The lines to return are the one containing "Query: yellow flower center" and all that follow it in the entries below, duplicated exactly and nothing else.

━━━ Information ━━━

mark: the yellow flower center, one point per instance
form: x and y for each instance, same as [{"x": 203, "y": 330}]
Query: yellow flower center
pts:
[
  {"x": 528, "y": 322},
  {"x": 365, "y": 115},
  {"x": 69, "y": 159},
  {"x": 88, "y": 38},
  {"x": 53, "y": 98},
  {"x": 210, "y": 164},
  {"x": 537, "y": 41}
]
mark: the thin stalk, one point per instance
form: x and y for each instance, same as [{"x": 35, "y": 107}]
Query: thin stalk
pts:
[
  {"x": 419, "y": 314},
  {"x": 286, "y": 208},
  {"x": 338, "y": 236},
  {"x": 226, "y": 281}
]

━━━

> [Answer box]:
Query: yellow flower center
pts:
[
  {"x": 528, "y": 322},
  {"x": 365, "y": 115},
  {"x": 69, "y": 159},
  {"x": 88, "y": 38},
  {"x": 53, "y": 98},
  {"x": 210, "y": 164},
  {"x": 537, "y": 41}
]
mark: the thin stalk, one point per instance
form: x and y for each instance, same as [{"x": 35, "y": 107}]
Query: thin stalk
pts:
[
  {"x": 419, "y": 314},
  {"x": 286, "y": 208},
  {"x": 338, "y": 236},
  {"x": 226, "y": 281}
]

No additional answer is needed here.